EXERCISE DIRECTIONS — Rewrite the entries from the line containing "Task: confirm every instance of the dark" through the end of the entries, replacing "pixel location" with "coordinates" and leaving everything else unchanged. Leave the pictures out of your answer.

INFORMATION GIVEN —
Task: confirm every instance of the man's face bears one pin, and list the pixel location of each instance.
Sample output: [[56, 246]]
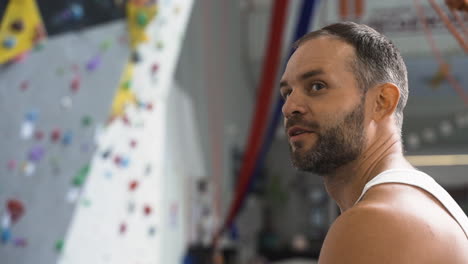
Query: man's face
[[325, 109]]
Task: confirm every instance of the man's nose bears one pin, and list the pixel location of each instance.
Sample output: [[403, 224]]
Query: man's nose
[[293, 105]]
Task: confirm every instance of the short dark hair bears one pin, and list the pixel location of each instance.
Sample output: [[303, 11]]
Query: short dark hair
[[377, 59]]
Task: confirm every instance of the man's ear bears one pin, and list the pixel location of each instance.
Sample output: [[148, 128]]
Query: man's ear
[[386, 100]]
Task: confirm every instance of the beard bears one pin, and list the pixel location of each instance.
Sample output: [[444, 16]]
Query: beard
[[337, 145]]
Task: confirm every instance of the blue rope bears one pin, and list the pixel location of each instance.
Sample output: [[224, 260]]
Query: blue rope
[[303, 25]]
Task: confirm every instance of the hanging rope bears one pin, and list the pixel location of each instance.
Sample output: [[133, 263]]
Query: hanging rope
[[258, 125], [438, 55]]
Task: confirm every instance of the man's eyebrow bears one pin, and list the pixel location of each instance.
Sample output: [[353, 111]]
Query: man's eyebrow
[[304, 76]]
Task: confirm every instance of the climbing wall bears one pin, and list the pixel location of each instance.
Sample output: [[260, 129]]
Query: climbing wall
[[83, 156], [52, 104]]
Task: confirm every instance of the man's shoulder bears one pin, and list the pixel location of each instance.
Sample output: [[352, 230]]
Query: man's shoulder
[[376, 233]]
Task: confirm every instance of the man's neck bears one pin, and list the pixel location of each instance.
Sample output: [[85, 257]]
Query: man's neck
[[346, 183]]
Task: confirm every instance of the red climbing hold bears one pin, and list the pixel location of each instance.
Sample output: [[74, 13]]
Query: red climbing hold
[[133, 185], [16, 209]]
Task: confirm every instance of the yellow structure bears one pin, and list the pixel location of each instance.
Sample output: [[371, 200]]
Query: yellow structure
[[20, 29], [139, 14], [124, 94]]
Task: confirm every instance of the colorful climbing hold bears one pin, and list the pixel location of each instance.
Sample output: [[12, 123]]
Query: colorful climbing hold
[[9, 42], [149, 107], [75, 84], [136, 58], [131, 207], [32, 115], [67, 138], [80, 177], [11, 165], [24, 85], [147, 210], [6, 235], [86, 121], [123, 228], [133, 185], [152, 231], [93, 63], [66, 102], [39, 135], [142, 19], [55, 135], [154, 68], [36, 154], [117, 160], [15, 208], [106, 154], [17, 26], [20, 242], [105, 45], [59, 245], [124, 162]]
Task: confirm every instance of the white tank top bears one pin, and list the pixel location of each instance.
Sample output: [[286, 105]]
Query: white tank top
[[425, 182]]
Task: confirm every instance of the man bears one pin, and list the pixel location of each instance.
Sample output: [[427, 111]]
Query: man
[[345, 88]]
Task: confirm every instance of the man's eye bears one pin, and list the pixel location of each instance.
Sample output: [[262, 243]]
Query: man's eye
[[315, 87], [285, 94]]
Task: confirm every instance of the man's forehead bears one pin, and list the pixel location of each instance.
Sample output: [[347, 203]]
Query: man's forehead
[[327, 53]]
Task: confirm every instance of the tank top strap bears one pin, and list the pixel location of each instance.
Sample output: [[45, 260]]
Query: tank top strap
[[425, 182]]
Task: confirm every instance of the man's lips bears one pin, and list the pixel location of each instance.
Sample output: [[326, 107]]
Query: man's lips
[[295, 132]]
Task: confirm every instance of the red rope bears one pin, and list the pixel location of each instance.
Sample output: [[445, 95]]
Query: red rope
[[259, 122], [460, 22], [438, 55], [449, 25]]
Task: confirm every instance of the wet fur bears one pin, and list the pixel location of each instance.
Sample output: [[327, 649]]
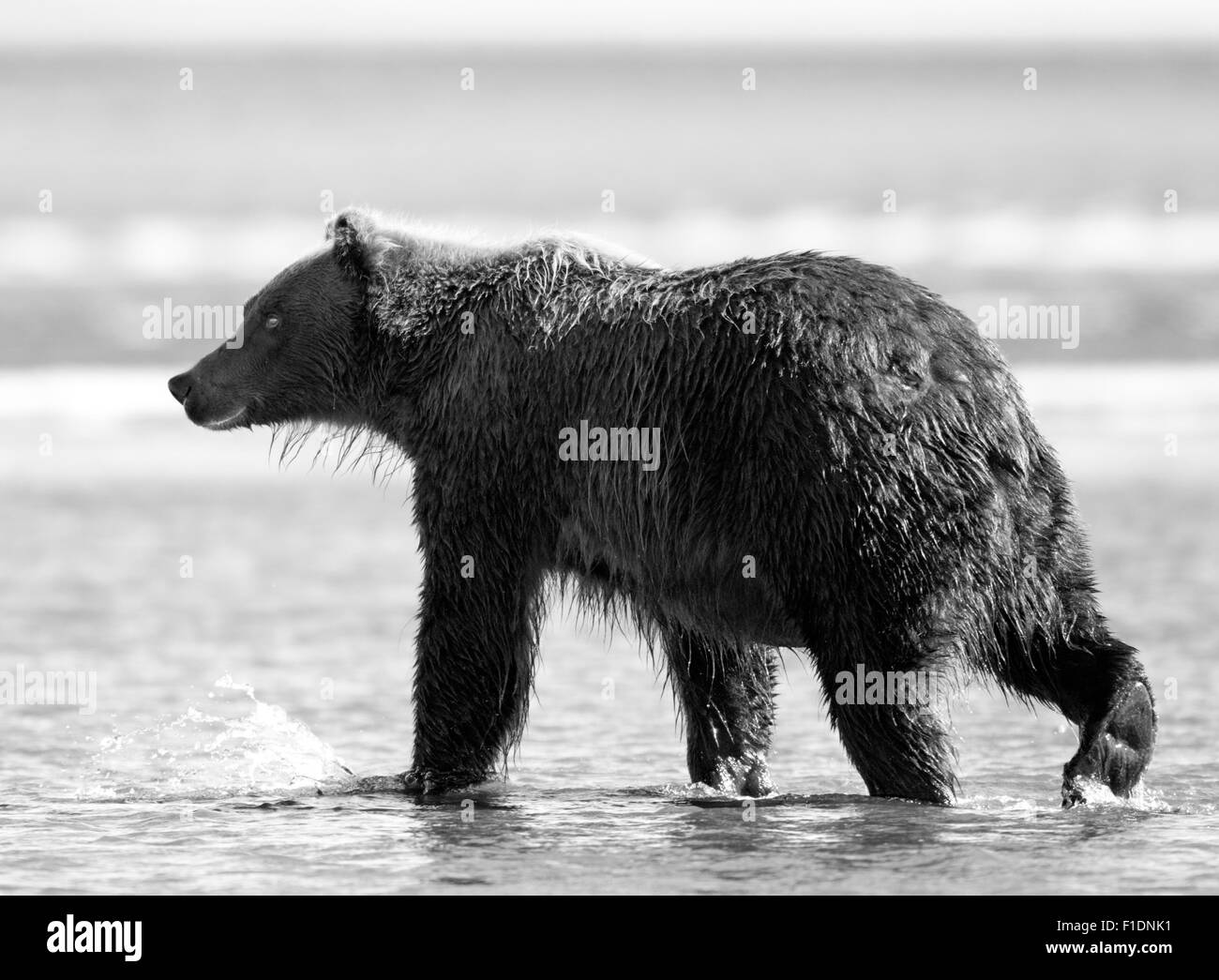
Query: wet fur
[[864, 445]]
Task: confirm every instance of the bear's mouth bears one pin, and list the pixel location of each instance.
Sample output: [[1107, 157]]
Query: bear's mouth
[[226, 423]]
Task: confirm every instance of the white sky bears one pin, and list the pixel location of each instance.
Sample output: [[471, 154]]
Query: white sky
[[55, 23]]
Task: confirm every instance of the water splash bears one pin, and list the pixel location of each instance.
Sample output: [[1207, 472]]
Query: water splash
[[239, 746]]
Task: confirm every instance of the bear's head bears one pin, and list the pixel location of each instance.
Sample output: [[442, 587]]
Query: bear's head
[[304, 340]]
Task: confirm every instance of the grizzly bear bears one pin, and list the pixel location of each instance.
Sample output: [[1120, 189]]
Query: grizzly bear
[[799, 451]]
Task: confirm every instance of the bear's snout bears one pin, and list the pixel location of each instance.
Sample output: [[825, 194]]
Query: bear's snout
[[179, 386]]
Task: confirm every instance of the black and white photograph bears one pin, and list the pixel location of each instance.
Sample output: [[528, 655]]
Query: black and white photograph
[[656, 448]]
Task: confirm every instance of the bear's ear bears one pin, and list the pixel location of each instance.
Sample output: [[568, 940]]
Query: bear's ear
[[360, 244]]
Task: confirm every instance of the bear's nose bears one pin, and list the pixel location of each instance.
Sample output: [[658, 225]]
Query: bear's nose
[[179, 386]]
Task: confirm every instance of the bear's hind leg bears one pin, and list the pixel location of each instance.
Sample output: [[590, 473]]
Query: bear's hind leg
[[1096, 680], [897, 743], [726, 694]]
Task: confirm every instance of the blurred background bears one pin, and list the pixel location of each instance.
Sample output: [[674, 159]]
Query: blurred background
[[1008, 157]]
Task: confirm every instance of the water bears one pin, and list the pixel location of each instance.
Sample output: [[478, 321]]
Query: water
[[238, 708]]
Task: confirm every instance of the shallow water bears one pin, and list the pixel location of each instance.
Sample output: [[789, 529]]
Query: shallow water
[[238, 708]]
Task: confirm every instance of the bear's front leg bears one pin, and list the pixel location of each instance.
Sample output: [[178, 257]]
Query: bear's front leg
[[474, 657], [726, 692]]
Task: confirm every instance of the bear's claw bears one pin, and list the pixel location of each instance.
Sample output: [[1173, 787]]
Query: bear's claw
[[433, 783], [1116, 749], [743, 776]]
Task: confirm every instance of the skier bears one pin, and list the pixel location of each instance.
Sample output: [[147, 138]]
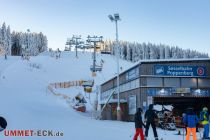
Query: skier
[[190, 120], [150, 118], [139, 124], [204, 118]]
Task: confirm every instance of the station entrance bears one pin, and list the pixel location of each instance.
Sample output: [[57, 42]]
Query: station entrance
[[180, 104]]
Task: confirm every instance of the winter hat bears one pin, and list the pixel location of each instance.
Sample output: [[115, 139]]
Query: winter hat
[[205, 109], [151, 106], [139, 109]]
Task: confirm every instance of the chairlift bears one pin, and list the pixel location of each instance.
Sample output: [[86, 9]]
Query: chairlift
[[97, 68], [89, 83]]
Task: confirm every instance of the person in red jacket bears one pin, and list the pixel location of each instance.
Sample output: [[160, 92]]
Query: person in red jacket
[[138, 124]]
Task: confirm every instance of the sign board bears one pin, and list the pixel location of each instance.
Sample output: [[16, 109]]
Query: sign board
[[149, 100], [170, 70], [132, 104], [133, 73]]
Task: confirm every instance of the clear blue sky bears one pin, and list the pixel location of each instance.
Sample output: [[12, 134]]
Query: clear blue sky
[[185, 23]]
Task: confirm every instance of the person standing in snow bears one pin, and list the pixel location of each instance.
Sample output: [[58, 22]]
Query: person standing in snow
[[150, 118], [204, 118], [138, 125], [190, 120]]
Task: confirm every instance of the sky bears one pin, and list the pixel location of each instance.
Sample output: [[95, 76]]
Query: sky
[[184, 23]]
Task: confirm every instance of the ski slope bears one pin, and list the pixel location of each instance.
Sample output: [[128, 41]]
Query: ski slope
[[27, 105]]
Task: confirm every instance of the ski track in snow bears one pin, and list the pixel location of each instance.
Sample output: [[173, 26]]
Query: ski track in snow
[[26, 105]]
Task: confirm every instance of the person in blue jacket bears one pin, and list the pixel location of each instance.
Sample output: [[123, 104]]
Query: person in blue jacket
[[190, 120], [204, 118]]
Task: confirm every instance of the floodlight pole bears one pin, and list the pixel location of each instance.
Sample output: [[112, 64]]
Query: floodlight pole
[[95, 40], [115, 19], [76, 43]]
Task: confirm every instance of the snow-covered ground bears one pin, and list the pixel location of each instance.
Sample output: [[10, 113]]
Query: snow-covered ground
[[26, 104]]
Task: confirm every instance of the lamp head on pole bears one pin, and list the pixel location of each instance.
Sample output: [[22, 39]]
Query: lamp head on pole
[[111, 17], [117, 16]]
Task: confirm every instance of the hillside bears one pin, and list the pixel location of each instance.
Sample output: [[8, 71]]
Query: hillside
[[27, 106]]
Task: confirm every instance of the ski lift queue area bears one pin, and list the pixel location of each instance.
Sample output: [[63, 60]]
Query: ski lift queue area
[[180, 83]]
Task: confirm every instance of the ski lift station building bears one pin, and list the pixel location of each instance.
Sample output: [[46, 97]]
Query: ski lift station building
[[178, 82]]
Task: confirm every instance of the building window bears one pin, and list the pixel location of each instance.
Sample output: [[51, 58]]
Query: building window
[[132, 74], [154, 82], [171, 82], [189, 82], [203, 82]]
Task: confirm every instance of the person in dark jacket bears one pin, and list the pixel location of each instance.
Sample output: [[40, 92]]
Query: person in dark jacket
[[204, 118], [190, 120], [150, 118], [138, 125]]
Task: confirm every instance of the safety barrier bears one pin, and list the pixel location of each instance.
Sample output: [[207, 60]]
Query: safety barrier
[[67, 84], [50, 88]]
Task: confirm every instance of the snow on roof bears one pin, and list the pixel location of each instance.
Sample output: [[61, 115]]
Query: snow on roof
[[113, 101], [160, 107]]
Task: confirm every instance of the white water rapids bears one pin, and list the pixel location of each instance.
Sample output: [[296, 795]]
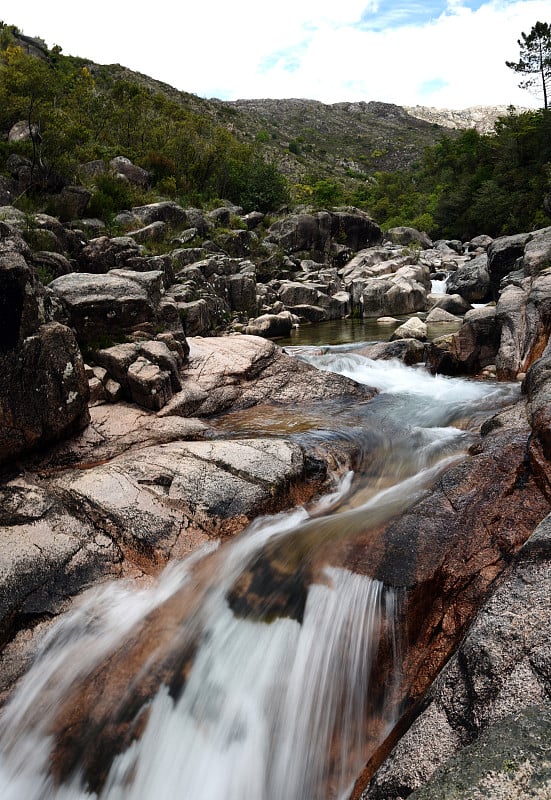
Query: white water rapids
[[269, 711]]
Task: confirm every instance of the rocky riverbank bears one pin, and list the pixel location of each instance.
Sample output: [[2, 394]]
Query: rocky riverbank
[[111, 465]]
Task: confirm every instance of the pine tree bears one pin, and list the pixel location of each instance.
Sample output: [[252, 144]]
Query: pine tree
[[535, 60]]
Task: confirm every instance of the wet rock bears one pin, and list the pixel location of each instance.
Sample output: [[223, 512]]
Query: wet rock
[[405, 236], [111, 305], [271, 326], [502, 668], [438, 315], [242, 371], [132, 173], [410, 351], [403, 292], [471, 281], [468, 351], [524, 313], [414, 328], [537, 253], [503, 257], [452, 303]]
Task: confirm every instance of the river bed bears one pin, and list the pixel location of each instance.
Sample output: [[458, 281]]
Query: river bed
[[276, 694]]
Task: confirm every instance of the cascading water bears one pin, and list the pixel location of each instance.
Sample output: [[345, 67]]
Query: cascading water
[[283, 704]]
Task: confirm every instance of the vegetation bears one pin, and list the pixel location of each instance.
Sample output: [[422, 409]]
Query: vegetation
[[75, 113], [535, 60], [452, 185], [493, 184]]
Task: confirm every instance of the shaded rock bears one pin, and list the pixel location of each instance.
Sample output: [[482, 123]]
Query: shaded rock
[[438, 315], [154, 232], [404, 235], [468, 351], [133, 174], [271, 326], [471, 281], [452, 303], [524, 313], [51, 265], [316, 232], [241, 371], [479, 242], [46, 391], [410, 351], [103, 254], [165, 211], [71, 202], [503, 255], [537, 253], [148, 384], [414, 328], [109, 305], [500, 668]]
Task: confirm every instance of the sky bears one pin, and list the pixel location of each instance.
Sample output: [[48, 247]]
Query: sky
[[441, 53]]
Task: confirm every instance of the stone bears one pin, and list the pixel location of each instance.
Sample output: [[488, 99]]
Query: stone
[[409, 351], [271, 326], [71, 202], [523, 311], [471, 281], [155, 232], [414, 328], [121, 165], [475, 721], [148, 384], [406, 236], [110, 305], [468, 351], [45, 394], [504, 255], [103, 253], [403, 292], [438, 315], [452, 303], [537, 253], [165, 211]]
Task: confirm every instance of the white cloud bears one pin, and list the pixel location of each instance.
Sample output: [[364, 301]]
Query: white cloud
[[312, 48]]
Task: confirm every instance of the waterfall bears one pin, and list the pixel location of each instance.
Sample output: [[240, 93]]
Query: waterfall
[[267, 706]]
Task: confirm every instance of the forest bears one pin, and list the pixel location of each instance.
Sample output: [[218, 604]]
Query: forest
[[79, 112]]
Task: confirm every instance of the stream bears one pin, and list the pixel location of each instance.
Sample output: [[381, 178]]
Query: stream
[[259, 693]]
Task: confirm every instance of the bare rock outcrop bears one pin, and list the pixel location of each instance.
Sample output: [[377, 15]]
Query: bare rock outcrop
[[44, 391]]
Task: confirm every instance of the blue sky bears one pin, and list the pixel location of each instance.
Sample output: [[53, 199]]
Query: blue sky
[[443, 53]]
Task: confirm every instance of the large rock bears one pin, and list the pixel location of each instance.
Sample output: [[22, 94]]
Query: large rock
[[403, 292], [524, 314], [502, 668], [319, 233], [471, 281], [468, 351], [271, 326], [112, 305], [103, 253], [44, 391], [537, 253], [407, 236], [504, 256], [236, 372]]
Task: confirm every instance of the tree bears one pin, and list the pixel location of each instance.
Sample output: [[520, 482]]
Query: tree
[[535, 60]]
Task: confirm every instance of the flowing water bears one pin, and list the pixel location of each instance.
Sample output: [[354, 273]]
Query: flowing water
[[281, 704]]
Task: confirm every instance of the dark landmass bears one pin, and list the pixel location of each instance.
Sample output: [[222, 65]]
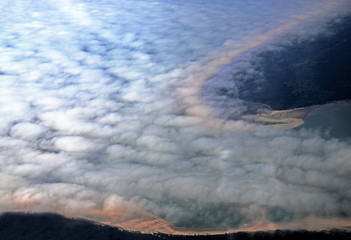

EXERCISE OUTPUT —
Task: confirm every instance of the dark landmass bears one pin, and list the coordinates of each instance.
Sample output: [[222, 65]]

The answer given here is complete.